EXERCISE ▸ Copy out every line of these entries verbatim, without changing anything.

** start of AVAILABLE RECORDS **

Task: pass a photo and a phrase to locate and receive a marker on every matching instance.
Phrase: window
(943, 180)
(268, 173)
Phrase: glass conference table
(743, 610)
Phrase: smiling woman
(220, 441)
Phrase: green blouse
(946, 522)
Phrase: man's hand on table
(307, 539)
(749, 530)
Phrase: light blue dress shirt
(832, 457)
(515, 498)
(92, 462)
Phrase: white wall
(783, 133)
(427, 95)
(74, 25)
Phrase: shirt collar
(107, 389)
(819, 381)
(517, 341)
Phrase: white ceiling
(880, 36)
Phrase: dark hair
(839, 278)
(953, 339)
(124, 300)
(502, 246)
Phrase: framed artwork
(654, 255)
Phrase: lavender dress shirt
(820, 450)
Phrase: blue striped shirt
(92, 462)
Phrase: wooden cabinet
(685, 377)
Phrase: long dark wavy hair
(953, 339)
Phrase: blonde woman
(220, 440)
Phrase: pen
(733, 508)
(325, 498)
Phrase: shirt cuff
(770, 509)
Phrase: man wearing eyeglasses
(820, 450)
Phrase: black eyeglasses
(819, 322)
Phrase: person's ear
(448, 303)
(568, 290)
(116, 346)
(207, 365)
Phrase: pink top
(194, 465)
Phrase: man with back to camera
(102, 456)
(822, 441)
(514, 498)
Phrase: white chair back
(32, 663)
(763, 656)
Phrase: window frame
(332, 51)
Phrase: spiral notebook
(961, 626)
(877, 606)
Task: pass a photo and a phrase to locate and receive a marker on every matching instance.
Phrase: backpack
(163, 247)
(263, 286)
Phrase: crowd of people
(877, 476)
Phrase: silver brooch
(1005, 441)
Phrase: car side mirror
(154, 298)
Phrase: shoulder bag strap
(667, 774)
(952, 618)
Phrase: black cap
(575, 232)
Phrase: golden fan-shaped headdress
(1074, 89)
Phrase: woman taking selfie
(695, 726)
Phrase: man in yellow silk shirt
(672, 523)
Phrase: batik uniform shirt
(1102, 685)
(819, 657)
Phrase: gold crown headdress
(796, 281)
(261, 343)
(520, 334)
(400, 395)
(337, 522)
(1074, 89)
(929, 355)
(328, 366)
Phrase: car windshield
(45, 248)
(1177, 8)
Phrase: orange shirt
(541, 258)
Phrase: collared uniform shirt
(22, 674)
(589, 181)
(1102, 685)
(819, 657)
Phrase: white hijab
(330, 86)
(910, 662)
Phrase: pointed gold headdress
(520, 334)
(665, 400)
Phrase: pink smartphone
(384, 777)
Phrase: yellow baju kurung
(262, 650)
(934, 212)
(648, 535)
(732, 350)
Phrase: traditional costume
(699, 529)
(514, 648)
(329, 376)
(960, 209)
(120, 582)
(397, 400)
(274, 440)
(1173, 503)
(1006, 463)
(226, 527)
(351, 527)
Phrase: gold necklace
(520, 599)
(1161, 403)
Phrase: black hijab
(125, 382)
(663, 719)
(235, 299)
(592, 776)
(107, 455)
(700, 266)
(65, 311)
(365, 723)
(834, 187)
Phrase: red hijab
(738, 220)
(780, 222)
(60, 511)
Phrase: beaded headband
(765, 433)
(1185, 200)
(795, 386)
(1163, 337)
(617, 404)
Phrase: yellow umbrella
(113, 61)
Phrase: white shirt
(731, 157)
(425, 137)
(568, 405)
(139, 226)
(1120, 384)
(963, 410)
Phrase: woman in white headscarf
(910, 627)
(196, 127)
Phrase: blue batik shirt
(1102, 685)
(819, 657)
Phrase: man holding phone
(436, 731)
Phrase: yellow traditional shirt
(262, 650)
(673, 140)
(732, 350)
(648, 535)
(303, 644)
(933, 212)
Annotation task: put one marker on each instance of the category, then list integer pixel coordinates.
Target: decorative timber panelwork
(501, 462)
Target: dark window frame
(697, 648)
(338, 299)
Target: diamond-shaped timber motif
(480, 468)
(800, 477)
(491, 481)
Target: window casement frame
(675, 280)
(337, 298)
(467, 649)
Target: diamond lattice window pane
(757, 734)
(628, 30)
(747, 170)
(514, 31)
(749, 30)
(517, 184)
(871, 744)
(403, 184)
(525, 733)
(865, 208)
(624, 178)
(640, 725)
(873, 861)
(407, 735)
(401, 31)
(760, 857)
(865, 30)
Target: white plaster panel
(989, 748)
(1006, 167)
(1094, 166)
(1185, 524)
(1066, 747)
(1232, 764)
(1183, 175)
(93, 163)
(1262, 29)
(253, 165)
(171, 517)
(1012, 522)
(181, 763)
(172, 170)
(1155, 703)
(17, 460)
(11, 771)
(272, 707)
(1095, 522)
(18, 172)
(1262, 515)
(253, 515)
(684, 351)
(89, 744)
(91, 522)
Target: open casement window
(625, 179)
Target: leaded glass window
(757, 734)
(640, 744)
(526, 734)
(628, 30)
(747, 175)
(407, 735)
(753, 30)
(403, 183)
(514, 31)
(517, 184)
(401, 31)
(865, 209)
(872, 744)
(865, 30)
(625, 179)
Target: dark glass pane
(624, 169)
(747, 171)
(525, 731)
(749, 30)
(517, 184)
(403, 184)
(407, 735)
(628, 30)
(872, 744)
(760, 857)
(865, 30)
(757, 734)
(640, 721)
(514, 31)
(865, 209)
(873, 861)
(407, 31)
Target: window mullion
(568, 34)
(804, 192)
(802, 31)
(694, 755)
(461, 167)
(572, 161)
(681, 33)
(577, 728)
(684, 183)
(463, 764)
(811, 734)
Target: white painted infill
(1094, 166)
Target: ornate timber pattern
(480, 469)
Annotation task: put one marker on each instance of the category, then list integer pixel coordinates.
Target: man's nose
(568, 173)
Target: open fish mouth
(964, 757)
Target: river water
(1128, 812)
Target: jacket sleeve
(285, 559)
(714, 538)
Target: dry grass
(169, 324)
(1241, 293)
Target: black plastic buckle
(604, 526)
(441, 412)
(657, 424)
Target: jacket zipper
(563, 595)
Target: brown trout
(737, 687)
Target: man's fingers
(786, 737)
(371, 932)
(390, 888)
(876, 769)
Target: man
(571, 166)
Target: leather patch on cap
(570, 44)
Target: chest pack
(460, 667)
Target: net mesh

** end of AVAILABLE RECORDS **

RESULT FOR THIS EXERCISE ▸
Task: pass a photo and a phrase to locate and receive a marker on every matching instance.
Phrase: window
(943, 180)
(268, 173)
Phrase: glass conference table
(743, 610)
Phrase: smiling woman
(220, 441)
Phrase: green blouse
(946, 522)
Phrase: man's hand on table
(307, 539)
(749, 530)
Phrase: light blue dress shirt
(832, 457)
(515, 498)
(92, 462)
Phrase: white wall
(783, 133)
(427, 95)
(74, 25)
Phrase: shirt collar
(107, 389)
(819, 381)
(517, 341)
Phrase: white ceiling
(880, 36)
Phrase: dark hair
(839, 278)
(953, 339)
(124, 300)
(502, 246)
Phrase: framed artwork
(654, 255)
Phrase: lavender dress shirt
(820, 450)
Phrase: blue striped shirt
(92, 462)
Phrase: wooden cabinet
(685, 377)
Phrase: long dark wavy hair
(953, 339)
Phrase: blonde woman
(220, 440)
Phrase: pen
(733, 508)
(325, 498)
Phrase: shirt cuff
(770, 509)
Phrase: man wearing eyeglasses
(820, 450)
Phrase: black eyeglasses
(819, 322)
Phrase: person's ear
(448, 303)
(568, 290)
(116, 346)
(207, 365)
Phrase: pink top
(194, 465)
Phrase: man with back to camera
(102, 456)
(822, 441)
(514, 498)
Phrase: white chair back
(32, 663)
(763, 656)
Phrase: window frame
(332, 51)
Phrase: spiral notebook
(961, 626)
(877, 606)
Task: pass a photo and a phrase to locate and receive a marker on every matching instance.
Phrase: backpack
(163, 247)
(263, 286)
Phrase: crowd of people
(877, 476)
Phrase: silver brooch
(1005, 441)
Phrase: car side mirror
(154, 298)
Phrase: shoulder bag strap
(667, 774)
(952, 618)
Phrase: black cap
(575, 232)
Phrase: golden fan-shaped headdress
(1074, 89)
Phrase: woman taking selfie
(695, 726)
Phrase: man in yellow silk shirt
(672, 523)
Phrase: batik uniform shirt
(1102, 685)
(819, 657)
Phrase: gold crown headdress
(796, 281)
(261, 343)
(520, 334)
(400, 395)
(337, 522)
(1074, 89)
(929, 355)
(328, 366)
Phrase: car windshield
(45, 248)
(1177, 8)
Phrase: orange shirt
(541, 258)
Phrase: collared uniform shirt
(22, 674)
(589, 181)
(1102, 685)
(819, 657)
Phrase: white hijab
(330, 86)
(910, 662)
Phrase: pointed gold headdress
(520, 334)
(665, 400)
Phrase: pink smartphone
(384, 777)
Phrase: yellow baju kurung
(262, 650)
(934, 212)
(648, 535)
(732, 350)
Phrase: traditional costume
(699, 529)
(514, 648)
(329, 376)
(960, 209)
(120, 582)
(397, 400)
(274, 440)
(1173, 503)
(1006, 463)
(226, 527)
(351, 527)
Phrase: gold necklace
(520, 599)
(1161, 403)
Phrase: black hijab
(125, 382)
(663, 719)
(235, 299)
(592, 776)
(107, 455)
(700, 266)
(65, 311)
(365, 723)
(834, 187)
Phrase: red hijab
(738, 220)
(780, 222)
(60, 511)
Phrase: beaded headband
(765, 433)
(1185, 200)
(795, 386)
(1163, 337)
(617, 404)
Phrase: yellow umbrella
(113, 61)
Phrase: white shirt
(731, 157)
(425, 137)
(568, 405)
(139, 226)
(1120, 384)
(963, 410)
Phrase: woman in white headscarf
(910, 627)
(196, 127)
Phrase: blue batik shirt
(1102, 685)
(819, 657)
Phrase: man holding phone
(436, 731)
Phrase: yellow traditional shirt
(262, 650)
(673, 140)
(732, 350)
(648, 535)
(303, 644)
(933, 212)
Annotation task: put one marker on each instance of the category, then list integer pixel coordinates.
Target: decorative timber panelwork
(501, 462)
Target: dark window frame
(697, 648)
(338, 299)
Target: diamond-shaped timber motif
(480, 468)
(800, 477)
(491, 481)
Target: window casement frame
(675, 280)
(337, 298)
(467, 649)
Target: diamond lattice window pane
(757, 734)
(628, 30)
(747, 170)
(514, 31)
(749, 30)
(517, 184)
(871, 744)
(403, 184)
(525, 733)
(865, 208)
(624, 178)
(640, 725)
(873, 861)
(407, 735)
(401, 31)
(760, 857)
(865, 30)
Target: white plaster panel
(989, 748)
(1006, 167)
(1094, 166)
(1185, 524)
(1066, 747)
(1232, 764)
(1183, 175)
(93, 163)
(1262, 29)
(253, 165)
(171, 517)
(1012, 522)
(181, 763)
(172, 170)
(1155, 703)
(17, 460)
(11, 771)
(272, 707)
(1095, 522)
(18, 172)
(1262, 515)
(253, 515)
(684, 351)
(89, 744)
(91, 522)
Target: open casement window
(625, 179)
Target: leaded glass window
(757, 734)
(640, 744)
(526, 734)
(628, 30)
(747, 175)
(407, 735)
(753, 30)
(403, 183)
(514, 31)
(517, 184)
(401, 31)
(865, 209)
(872, 744)
(865, 30)
(625, 179)
Target: dark glass pane
(624, 169)
(747, 171)
(525, 731)
(749, 30)
(517, 184)
(403, 184)
(407, 735)
(628, 30)
(872, 744)
(760, 857)
(865, 30)
(757, 734)
(640, 721)
(514, 31)
(865, 209)
(873, 861)
(407, 31)
Target: window mullion
(568, 34)
(804, 192)
(802, 31)
(694, 755)
(461, 167)
(572, 161)
(681, 33)
(577, 728)
(684, 183)
(463, 764)
(811, 734)
Target: white painted infill
(1094, 166)
Target: ornate timber pattern
(480, 469)
Annotation task: put one marker on each instance of the category, then list integer pixel coordinates.
Target: man's nose
(568, 173)
Target: open fish mouth
(964, 757)
Target: river water
(1128, 812)
Target: jacket sleeve
(285, 559)
(714, 538)
Target: dry grass
(169, 324)
(1241, 293)
Target: black plastic buckle
(604, 526)
(441, 412)
(657, 424)
Target: jacket zipper
(563, 595)
Target: brown trout
(737, 687)
Target: man's fingers
(786, 737)
(371, 932)
(390, 888)
(876, 769)
Target: man
(571, 166)
Target: leather patch on cap
(570, 44)
Target: chest pack
(460, 667)
Target: net mesh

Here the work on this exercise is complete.